Top of Data excerpts

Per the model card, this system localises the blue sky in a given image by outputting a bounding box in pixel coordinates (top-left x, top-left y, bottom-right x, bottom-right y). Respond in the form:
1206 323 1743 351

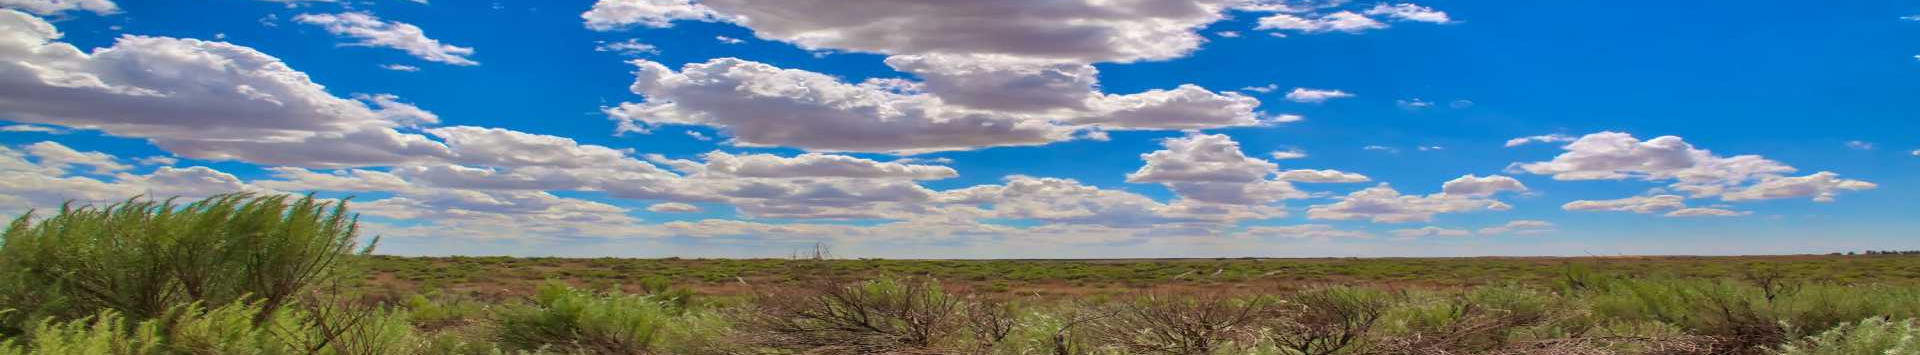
0 0 1915 258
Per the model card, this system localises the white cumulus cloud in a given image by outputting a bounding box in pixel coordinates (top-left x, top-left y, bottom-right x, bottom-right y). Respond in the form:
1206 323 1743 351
1283 88 1354 103
0 0 115 15
295 12 478 65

Bottom of Data excerpts

# Problem statement
Please write out exactly the line containing "Per the model card, this system localises the white" and every line after it through the end of the records, nothing more.

# Answer space
Per the model card, this system localises the white cumulus cloud in a given image by outputting a bounding box in pixel coordinates (top-left x, top-left y, bottom-right x, bottom-right y). Respond in the form:
1206 323 1743 351
1283 88 1354 103
0 0 115 15
295 12 478 65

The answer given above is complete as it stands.